▶ Qué hacer:
A. En el texto sobre la fuga de Belenko, ¿en qué aeropuerto aterrizó el MiG-25?
B. Repite tal cual el fragmento del texto sobre la fuga de Belenko que empieza en "El teniente soviético" y termina en "y cálculos indirectos.".

▶ Texto de lectura:
____

El teniente soviético Viktor Belenko despegó el 6 de septiembre de 1976 para una misión de entrenamiento cerca de Vladivostok, abandonó su formación y condujo un MiG-25 hacia Japón. Su aterrizaje inesperado en el aeropuerto civil de Hakodate entregó intacta una de las aeronaves más enigmáticas de la Unión Soviética y produjo una oportunidad de inteligencia irrepetible.
El MiG-25, llamado Foxbat por la OTAN, había alarmado a los estrategas occidentales por su enorme velocidad y capacidad para operar a gran altura. Su aparición contribuyó al desarrollo de nuevos cazas capaces de enfrentarlo. Sin embargo, gran parte de lo que se creía sobre el aparato dependía de fotografías, radares y cálculos indirectos.

Belenko descendió para evitar la detección soviética y cruzó el mar de Japón a baja altura. Los radares japoneses perdieron por momentos su trayectoria entre nubes, y los cazas enviados para interceptarlo no lograron establecer contacto. Con poco combustible, apareció sobre Hakodate, casi chocó con un avión comercial y se salió de la pista al aterrizar.
En pocas horas, un secreto protegido durante años quedó estacionado junto a una terminal de pasajeros. La policía arrestó al piloto por ingresar ilegalmente en el espacio aéreo y portar un arma. Él pidió asilo político y explicó que había preparado la fuga por su descontento con el sistema soviético.

Japón rechazó devolver inmediatamente el avión. Especialistas japoneses y estadounidenses lo trasladaron parcialmente desarmado a una base y examinaron sus motores, radar, armamento y materiales. Descubrieron una ingeniería distinta de la imaginada: el interceptor utilizaba abundante acero inoxidable y componentes electrónicos aparentemente anticuados, pero resistentes, potentes y adaptados a su misión.

____

▶ Datos mostrados:
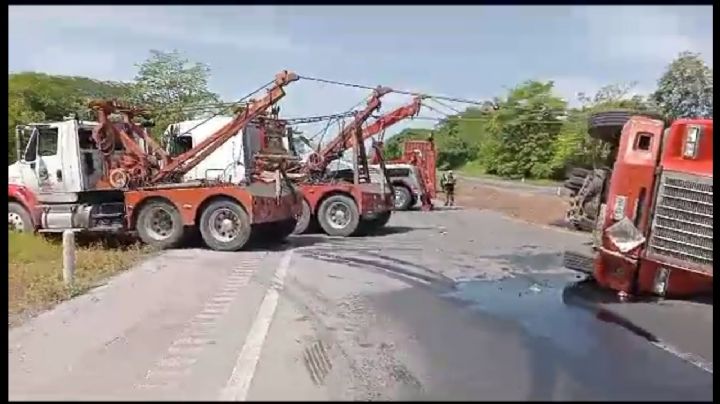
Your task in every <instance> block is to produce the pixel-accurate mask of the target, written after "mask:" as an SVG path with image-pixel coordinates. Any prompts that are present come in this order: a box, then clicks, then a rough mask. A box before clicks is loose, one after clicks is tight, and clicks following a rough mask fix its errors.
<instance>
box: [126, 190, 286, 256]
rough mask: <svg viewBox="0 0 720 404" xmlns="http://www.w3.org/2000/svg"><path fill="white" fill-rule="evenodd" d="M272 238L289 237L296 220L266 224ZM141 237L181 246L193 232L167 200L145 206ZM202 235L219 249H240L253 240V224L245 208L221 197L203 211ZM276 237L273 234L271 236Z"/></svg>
mask: <svg viewBox="0 0 720 404" xmlns="http://www.w3.org/2000/svg"><path fill="white" fill-rule="evenodd" d="M266 227H267V229H265V230H266V233H268V234H267V236H268V237H265V238H268V239H273V241H275V240H279V239H284V238H286V237H287V236H288V235H289V234H290V233H291V232H292V229H293V228H294V227H295V221H294V220H288V221H287V222H280V223H273V224H270V225H266ZM136 228H137V231H138V235H139V236H140V239H141V240H142V241H143V242H145V243H146V244H149V245H151V246H154V247H156V248H160V249H165V248H173V247H177V246H179V245H180V244H181V243H183V242H184V241H185V239H186V238H187V236H188V235H189V234H193V233H195V232H194V231H192V229H190V228H185V226H184V225H183V220H182V217H181V215H180V212H179V211H178V210H177V208H176V207H175V206H174V205H172V204H170V203H169V202H165V201H159V200H157V201H150V202H148V203H147V204H146V205H145V206H143V207H142V210H141V211H140V213H139V215H138V220H137V224H136ZM198 229H199V230H200V236H201V237H202V240H203V241H204V242H205V244H206V245H207V246H208V247H209V248H211V249H213V250H216V251H238V250H240V249H242V248H243V247H244V246H245V245H246V244H247V243H248V241H249V240H250V236H251V233H252V230H253V227H252V225H251V223H250V217H249V216H248V214H247V212H246V211H245V209H244V208H243V207H242V206H241V205H240V204H239V203H237V202H235V201H232V200H229V199H219V200H216V201H213V202H211V203H210V204H209V205H207V206H206V207H205V208H204V209H203V211H202V213H201V214H200V220H199V223H198ZM271 236H272V237H271Z"/></svg>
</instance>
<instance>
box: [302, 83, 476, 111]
mask: <svg viewBox="0 0 720 404" xmlns="http://www.w3.org/2000/svg"><path fill="white" fill-rule="evenodd" d="M300 78H301V79H305V80H309V81H317V82H320V83H326V84H334V85H338V86H344V87H352V88H361V89H364V90H375V89H376V88H377V87H372V86H368V85H364V84H356V83H347V82H343V81H337V80H329V79H321V78H318V77H309V76H300ZM393 92H394V93H397V94H406V95H414V96H425V97H428V98H434V99H439V100H445V101H451V102H459V103H463V104H473V105H480V106H484V105H486V103H484V102H481V101H475V100H468V99H464V98H455V97H447V96H444V95H431V94H427V93H418V92H414V91H405V90H396V89H393Z"/></svg>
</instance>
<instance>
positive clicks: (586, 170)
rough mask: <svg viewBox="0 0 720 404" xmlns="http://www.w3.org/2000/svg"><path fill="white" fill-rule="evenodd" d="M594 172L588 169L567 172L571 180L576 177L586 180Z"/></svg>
mask: <svg viewBox="0 0 720 404" xmlns="http://www.w3.org/2000/svg"><path fill="white" fill-rule="evenodd" d="M591 171H592V170H588V169H587V168H581V167H573V168H571V169H570V170H568V172H567V178H568V179H571V178H574V177H582V178H585V177H586V176H587V175H588V174H590V172H591Z"/></svg>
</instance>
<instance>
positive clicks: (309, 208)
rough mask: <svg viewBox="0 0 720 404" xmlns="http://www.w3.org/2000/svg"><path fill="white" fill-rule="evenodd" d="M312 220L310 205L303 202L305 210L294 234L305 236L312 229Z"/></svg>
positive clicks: (303, 208) (303, 207)
mask: <svg viewBox="0 0 720 404" xmlns="http://www.w3.org/2000/svg"><path fill="white" fill-rule="evenodd" d="M311 219H312V211H311V210H310V204H309V203H307V201H305V200H303V210H302V213H300V216H299V217H298V218H297V223H296V224H295V229H293V232H292V234H304V233H305V232H307V230H308V228H309V227H310V220H311Z"/></svg>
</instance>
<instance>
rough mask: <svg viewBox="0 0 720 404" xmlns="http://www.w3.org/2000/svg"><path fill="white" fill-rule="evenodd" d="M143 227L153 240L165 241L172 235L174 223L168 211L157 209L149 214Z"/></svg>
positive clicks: (155, 208) (174, 225)
mask: <svg viewBox="0 0 720 404" xmlns="http://www.w3.org/2000/svg"><path fill="white" fill-rule="evenodd" d="M145 227H146V229H147V232H148V234H149V235H150V237H152V238H153V239H155V240H165V239H167V238H169V237H170V236H171V235H172V233H173V228H174V227H175V223H174V222H173V218H172V214H171V213H170V211H169V210H168V209H166V208H159V207H158V208H154V209H153V210H152V211H151V212H150V216H149V217H148V219H147V225H146V226H145Z"/></svg>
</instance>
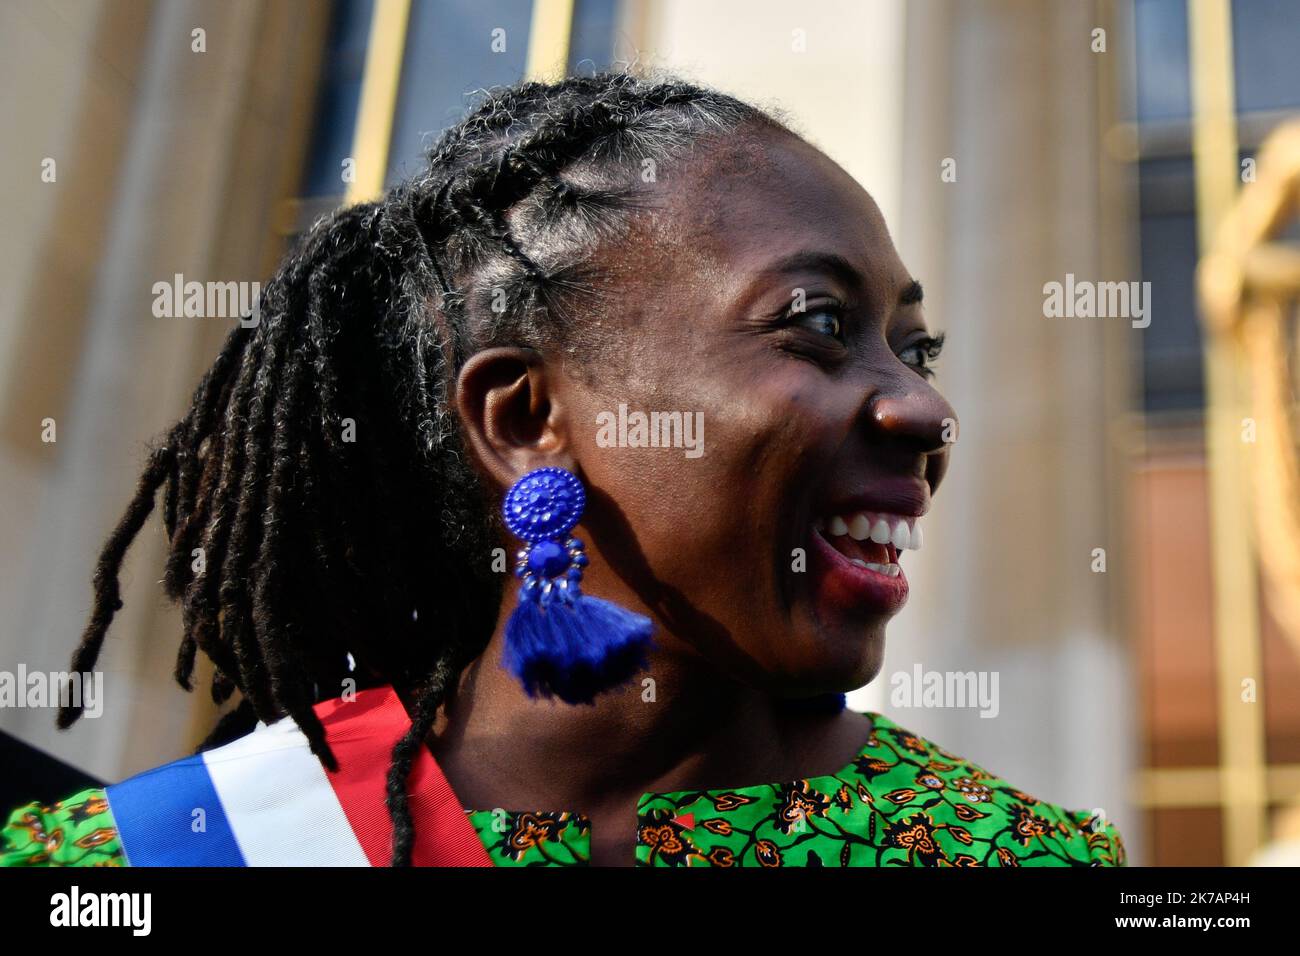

____

▶ Tus respuestas:
A. En el aeropuerto civil de Hakodate.

B.
El teniente soviético Viktor Belenko despegó el 6 de septiembre de 1976 para una misión de entrenamiento cerca de Vladivostok, abandonó su formación y condujo un MiG-25 hacia Japón. Su aterrizaje inesperado en el aeropuerto civil de Hakodate entregó intacta una de las aeronaves más enigmáticas de la Unión Soviética y produjo una oportunidad de inteligencia irrepetible.
El MiG-25, llamado Foxbat por la OTAN, había alarmado a los estrategas occidentales por su enorme velocidad y capacidad para operar a gran altura. Su aparición contribuyó al desarrollo de nuevos cazas capaces de enfrentarlo. Sin embargo, gran parte de lo que se creía sobre el aparato dependía de fotografías, radares y cálculos indirectos.